[What to work on]
Go to the line below that has "Rules. Find each", print it and each line after it exactly, and stop after the line that has "Query: green herb leaf"; leave out pictures.

Source material below:

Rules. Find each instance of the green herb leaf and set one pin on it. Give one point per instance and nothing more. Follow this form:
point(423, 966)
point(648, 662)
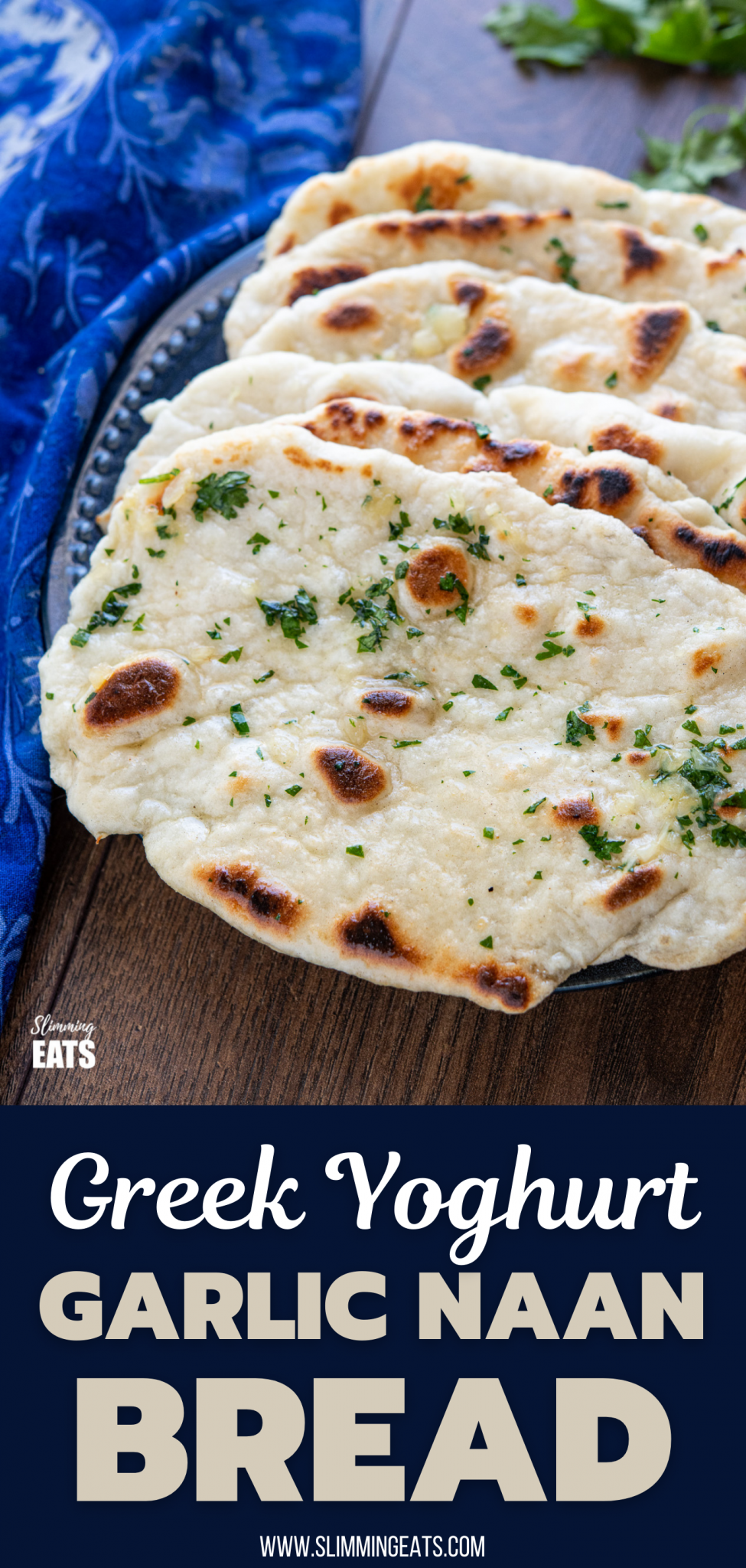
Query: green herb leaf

End of Source material.
Source material below:

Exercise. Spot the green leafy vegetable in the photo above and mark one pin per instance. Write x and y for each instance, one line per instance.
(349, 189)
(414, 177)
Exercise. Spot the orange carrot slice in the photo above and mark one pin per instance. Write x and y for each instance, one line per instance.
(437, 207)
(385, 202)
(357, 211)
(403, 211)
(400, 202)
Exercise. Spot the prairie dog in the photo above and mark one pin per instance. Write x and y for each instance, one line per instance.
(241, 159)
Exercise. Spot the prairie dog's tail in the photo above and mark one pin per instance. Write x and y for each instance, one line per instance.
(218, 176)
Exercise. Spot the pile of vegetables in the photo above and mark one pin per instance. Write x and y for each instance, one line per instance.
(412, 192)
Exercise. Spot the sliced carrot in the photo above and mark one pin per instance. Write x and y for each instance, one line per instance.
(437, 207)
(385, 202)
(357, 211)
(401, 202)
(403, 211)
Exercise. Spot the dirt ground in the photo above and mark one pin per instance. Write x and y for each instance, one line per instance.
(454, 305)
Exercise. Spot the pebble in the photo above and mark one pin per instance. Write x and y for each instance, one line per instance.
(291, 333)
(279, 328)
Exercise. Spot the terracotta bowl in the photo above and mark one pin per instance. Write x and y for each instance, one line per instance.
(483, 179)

End of Source material.
Source material below:

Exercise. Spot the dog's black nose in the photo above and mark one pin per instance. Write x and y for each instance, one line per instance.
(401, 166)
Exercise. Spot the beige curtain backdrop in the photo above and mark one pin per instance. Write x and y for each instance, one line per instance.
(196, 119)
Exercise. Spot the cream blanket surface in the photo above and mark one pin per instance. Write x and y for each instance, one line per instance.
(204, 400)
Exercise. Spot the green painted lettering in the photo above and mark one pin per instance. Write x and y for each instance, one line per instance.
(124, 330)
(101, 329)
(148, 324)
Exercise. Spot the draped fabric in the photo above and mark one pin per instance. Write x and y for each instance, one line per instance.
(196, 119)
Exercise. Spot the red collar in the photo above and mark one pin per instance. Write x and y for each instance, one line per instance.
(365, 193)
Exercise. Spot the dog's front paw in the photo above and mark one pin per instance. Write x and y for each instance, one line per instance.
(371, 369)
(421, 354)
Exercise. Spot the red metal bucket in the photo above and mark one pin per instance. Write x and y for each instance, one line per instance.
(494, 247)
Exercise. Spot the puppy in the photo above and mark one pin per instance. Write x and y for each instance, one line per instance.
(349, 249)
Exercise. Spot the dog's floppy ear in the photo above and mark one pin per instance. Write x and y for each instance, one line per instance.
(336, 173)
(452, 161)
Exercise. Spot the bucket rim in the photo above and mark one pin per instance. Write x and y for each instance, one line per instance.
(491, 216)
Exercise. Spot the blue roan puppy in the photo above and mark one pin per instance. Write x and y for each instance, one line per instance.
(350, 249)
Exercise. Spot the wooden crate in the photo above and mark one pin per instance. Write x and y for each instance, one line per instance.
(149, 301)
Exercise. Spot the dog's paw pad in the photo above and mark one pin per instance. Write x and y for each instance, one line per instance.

End of Source material.

[Expected output]
Rules. Find each instance of the green herb leaf and set one pin on it. Give one point per instance and nothing more. Follow this form:
point(423, 966)
point(648, 662)
Query: green herb leaf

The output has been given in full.